• Work required: For this task, every record below must be reproduced exactly.

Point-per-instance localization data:
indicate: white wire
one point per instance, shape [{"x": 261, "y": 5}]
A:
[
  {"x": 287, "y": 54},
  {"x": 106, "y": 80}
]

• Response:
indicate: white wire
one point per instance, shape [{"x": 261, "y": 5}]
A:
[
  {"x": 287, "y": 54},
  {"x": 106, "y": 80}
]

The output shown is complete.